Each entry is to be retyped exactly as it stands.
══ Exercise input
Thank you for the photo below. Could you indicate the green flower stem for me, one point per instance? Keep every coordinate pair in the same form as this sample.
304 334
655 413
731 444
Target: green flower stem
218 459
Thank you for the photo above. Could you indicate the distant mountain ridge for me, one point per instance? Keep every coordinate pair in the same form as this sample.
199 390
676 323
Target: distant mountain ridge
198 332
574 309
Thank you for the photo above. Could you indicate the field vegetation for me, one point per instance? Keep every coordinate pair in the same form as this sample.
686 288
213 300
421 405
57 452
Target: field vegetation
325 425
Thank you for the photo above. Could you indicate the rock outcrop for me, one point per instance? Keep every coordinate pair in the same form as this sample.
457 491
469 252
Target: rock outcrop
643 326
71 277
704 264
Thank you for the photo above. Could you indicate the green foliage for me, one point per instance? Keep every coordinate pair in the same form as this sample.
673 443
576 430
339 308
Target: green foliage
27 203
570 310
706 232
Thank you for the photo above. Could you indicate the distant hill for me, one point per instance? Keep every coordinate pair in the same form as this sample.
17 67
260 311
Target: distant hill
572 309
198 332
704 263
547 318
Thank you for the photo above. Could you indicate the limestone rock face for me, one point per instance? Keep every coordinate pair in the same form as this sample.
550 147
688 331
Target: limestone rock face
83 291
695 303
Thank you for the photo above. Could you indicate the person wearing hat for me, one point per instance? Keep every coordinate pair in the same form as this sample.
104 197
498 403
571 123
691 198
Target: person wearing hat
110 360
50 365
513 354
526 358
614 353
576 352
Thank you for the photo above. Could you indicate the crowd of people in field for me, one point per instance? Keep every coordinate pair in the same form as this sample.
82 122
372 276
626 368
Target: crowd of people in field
════
◆ Task solution:
Thank you for the photo below. Could you indicate the green flower stem for me, one point per instance? Keep every coordinate pair in the same form as this sample.
304 334
655 413
731 444
Target: green flower stem
218 459
Thank you for the photo above. Could you indicate the distant mountain ridge for me, one point per instance? Keep every coordinate pair in the same form as this sample.
199 390
676 323
Target: distant mountain ridge
198 332
574 309
Thank you for the photo above. Could you indicate the field vegetation for me, one point per instance? Keep every coordinate pair in the same form as this sample.
686 288
213 300
421 405
57 452
Target: field vegetation
325 425
Thank you for the photo above. Could you indicate the rock outcrop for me, one point per instance? Keep every coordinate pair in the same form as this sample.
457 491
469 252
Target: rock outcrop
643 326
71 277
704 264
Thank you for the photo above. Could you indicate the green foliage for me, one point per instance? Keep every coordinate pair in the same form as this sample.
673 443
576 430
339 308
Target: green foliage
27 203
570 310
706 232
Thank you for the photo above. Could you indicate the distant hill for me, one point per instance? Keep every coordinate pair in the same form as this sample.
17 67
260 311
Target: distant hill
572 309
198 332
704 263
547 318
Thank you for the photo above. Could you indicate the limestone rock face for me, one point per instance? Keep every coordinate pair in the same form as this sample.
550 147
688 331
Target: limestone rock face
83 291
695 303
Thank you for the photo above. Could you indicate the person wearing hat for me, one point per instance? Keep every coordinate pair in the same form as this sample.
104 197
498 403
571 123
691 198
Target: person wearing hat
110 360
50 365
513 354
526 358
614 353
576 352
Thank you for the photo above. Could you indicate the crowd of people in field for me, one point per instance? Keep every coordinate pair in the same form as this sample.
82 122
372 276
626 368
Target: crowd of people in field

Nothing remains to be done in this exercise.